━━━ Recorded data ━━━

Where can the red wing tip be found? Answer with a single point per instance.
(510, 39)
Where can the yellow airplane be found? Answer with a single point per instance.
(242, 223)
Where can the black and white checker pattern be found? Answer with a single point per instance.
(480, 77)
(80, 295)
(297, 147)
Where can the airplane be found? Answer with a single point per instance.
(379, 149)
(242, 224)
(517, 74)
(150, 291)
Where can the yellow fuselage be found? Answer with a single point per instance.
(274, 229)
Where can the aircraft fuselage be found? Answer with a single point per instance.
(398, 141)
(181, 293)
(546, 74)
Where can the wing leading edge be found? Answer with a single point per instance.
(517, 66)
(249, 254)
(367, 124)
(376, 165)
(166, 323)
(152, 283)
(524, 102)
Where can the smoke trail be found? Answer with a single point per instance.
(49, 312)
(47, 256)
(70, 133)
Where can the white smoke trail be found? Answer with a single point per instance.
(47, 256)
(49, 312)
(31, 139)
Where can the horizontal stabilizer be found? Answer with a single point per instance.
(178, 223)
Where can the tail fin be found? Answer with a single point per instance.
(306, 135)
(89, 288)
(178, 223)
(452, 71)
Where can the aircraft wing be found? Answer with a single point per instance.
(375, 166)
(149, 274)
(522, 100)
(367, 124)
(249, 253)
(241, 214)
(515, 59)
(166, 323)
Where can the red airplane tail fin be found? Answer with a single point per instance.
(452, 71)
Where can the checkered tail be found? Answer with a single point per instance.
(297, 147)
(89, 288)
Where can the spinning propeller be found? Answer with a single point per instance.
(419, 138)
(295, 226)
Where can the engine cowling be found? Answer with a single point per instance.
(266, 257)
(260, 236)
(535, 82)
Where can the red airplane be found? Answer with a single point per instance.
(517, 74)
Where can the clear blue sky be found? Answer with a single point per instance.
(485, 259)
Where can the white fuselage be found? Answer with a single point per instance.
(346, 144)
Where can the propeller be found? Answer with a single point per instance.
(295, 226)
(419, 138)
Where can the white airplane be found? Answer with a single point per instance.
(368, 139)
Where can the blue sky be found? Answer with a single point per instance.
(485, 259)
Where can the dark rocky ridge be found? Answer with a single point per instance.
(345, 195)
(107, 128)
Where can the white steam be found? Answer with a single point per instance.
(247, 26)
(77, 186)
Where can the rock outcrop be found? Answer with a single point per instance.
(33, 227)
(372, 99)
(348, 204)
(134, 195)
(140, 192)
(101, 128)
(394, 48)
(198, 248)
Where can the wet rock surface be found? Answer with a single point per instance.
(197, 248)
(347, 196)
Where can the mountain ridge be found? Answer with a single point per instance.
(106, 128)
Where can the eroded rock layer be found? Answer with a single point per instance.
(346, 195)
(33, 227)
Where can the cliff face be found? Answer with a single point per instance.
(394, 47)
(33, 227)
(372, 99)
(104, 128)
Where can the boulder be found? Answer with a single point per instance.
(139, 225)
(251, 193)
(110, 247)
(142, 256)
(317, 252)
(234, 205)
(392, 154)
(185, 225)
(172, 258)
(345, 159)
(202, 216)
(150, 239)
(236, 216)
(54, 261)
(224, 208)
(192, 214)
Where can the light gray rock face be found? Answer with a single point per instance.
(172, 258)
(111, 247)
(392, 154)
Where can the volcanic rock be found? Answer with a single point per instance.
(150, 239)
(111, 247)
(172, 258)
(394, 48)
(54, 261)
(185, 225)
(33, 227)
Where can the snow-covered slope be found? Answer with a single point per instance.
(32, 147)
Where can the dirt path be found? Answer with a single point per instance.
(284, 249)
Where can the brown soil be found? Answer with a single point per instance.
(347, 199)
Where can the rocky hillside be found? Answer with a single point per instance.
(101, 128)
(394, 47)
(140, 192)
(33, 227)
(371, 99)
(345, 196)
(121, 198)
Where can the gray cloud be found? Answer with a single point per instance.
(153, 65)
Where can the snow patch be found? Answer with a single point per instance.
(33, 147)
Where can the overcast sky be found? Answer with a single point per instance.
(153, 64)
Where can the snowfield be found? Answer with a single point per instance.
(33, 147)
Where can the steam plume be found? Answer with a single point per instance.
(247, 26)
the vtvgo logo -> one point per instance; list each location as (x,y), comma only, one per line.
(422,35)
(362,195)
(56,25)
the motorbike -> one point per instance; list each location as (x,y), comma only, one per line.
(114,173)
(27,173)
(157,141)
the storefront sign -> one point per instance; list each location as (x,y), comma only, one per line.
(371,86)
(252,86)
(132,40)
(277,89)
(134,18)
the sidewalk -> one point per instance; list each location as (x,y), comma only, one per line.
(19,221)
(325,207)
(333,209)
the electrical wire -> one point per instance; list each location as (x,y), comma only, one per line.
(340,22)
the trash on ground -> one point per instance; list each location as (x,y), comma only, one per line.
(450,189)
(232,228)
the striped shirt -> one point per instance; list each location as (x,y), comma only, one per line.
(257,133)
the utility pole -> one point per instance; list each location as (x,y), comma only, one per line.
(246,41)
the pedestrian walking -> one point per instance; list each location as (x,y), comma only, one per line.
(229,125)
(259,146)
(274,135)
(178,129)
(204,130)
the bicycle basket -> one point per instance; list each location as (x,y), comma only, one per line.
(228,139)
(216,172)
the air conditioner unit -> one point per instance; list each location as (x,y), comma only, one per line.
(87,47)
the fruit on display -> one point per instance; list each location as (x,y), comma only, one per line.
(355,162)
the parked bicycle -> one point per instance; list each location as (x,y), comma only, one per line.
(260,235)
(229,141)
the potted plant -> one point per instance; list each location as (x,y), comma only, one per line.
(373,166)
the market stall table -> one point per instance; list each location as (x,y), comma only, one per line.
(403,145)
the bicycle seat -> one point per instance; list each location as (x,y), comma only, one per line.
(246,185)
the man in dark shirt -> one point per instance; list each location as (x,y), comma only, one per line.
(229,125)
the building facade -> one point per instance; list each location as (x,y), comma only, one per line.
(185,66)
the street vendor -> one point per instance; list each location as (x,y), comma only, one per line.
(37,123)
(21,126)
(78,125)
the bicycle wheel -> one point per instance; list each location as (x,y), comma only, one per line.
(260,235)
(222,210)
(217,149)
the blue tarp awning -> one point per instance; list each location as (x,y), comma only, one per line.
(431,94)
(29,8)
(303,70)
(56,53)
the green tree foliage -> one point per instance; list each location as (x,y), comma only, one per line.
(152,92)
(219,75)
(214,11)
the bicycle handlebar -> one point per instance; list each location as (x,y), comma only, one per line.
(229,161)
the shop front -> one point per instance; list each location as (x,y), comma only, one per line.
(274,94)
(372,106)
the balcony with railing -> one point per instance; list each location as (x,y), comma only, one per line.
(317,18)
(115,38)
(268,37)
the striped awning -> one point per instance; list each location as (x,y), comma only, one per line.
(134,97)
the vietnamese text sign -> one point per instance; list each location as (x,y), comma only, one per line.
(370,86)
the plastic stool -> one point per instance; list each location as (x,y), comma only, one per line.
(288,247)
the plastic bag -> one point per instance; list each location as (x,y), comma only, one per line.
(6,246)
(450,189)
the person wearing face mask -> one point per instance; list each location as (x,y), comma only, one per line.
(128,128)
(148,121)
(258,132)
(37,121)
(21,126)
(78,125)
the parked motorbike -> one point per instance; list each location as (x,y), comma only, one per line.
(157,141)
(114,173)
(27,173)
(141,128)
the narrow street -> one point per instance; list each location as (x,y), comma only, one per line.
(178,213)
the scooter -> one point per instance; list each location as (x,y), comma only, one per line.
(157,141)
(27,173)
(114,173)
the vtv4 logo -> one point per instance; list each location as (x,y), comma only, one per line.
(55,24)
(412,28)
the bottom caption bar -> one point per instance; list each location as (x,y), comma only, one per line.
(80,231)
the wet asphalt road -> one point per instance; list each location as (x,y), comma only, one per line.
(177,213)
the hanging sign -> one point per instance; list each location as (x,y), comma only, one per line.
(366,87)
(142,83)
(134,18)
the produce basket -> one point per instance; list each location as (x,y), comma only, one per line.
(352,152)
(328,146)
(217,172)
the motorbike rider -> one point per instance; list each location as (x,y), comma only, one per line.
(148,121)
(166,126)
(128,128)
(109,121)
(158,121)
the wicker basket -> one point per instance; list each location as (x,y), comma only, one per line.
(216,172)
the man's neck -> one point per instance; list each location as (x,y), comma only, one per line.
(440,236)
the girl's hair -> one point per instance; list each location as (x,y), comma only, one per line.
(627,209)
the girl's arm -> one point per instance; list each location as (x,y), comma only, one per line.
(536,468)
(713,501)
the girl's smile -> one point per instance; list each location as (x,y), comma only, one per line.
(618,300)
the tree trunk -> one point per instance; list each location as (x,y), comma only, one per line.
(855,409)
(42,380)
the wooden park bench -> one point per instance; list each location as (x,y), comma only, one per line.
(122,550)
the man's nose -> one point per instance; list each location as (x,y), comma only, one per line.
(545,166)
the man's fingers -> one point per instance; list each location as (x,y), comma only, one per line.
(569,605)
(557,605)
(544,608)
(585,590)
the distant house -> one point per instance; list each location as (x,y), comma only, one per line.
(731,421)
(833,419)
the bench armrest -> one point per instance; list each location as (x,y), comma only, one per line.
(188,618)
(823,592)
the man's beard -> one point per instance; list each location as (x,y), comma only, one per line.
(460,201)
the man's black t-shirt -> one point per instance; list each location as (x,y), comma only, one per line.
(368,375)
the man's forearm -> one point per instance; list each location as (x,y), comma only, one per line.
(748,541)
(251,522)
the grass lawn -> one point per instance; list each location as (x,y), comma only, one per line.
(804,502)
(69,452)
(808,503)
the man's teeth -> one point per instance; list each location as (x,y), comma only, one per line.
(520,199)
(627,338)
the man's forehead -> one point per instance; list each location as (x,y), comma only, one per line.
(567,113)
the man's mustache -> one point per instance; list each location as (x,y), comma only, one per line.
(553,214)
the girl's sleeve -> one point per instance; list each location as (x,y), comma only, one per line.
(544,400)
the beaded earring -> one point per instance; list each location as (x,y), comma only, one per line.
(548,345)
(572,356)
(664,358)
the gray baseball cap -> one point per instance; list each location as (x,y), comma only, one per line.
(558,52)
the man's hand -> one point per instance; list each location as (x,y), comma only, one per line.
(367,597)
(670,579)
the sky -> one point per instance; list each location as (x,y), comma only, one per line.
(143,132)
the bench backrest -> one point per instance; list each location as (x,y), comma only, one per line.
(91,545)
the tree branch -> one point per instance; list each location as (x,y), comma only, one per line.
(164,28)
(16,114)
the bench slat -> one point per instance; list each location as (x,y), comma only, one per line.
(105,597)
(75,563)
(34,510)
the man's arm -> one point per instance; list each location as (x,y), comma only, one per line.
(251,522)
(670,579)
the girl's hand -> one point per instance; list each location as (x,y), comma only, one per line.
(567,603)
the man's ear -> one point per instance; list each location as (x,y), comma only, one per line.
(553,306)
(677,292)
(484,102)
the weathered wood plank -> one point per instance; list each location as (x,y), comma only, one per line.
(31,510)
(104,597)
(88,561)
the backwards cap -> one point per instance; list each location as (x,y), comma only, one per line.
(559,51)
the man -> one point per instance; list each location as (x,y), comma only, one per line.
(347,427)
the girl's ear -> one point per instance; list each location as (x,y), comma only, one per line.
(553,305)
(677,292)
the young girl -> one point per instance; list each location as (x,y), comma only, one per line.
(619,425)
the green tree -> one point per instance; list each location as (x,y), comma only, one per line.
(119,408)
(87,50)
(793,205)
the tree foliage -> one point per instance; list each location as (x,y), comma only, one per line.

━━━

» **Your objective**: Print from the line containing "the bench backrest" to the last line above, exactly as written.

» **Response to the task**:
the bench backrest -> one point per instance; list each location as (x,y), comma only, one per line.
(91,545)
the tree branch -> one point per instance; list each location as (x,y), comma only, one per line.
(164,28)
(16,114)
the bench slat -> one point per instance; list each location as (x,y), comma only, one per line.
(105,597)
(75,563)
(34,510)
the man's arm -> one point per instance; list each location as (x,y), comma only, one per line.
(251,522)
(670,579)
the girl's hand -> one point per instance; list each location as (x,y), comma only, one per line.
(567,603)
the man's ear -> one point per instance; list each location as (x,y), comma only, one per line.
(553,306)
(677,292)
(484,102)
the weathered wood plank -> one point per instance; list each location as (x,y), comma only, one per line.
(31,510)
(104,597)
(88,561)
the backwards cap -> one point per instance; list each location as (x,y), comma only, one per line.
(559,51)
the man -> one point per instance; list each location as (x,y), comma only, one per line.
(347,427)
the girl's ear -> one point per instance; list each location as (x,y), comma only, one per line.
(553,305)
(677,292)
the young girl -> one point per instance; list each location as (x,y), comma only, one per line.
(619,425)
the green tree -> one point per instance; list each location as (x,y), comma only, one per line.
(119,408)
(87,50)
(793,205)
the tree foliage -> one point per instance; list each location as (x,y), comma only, one per line.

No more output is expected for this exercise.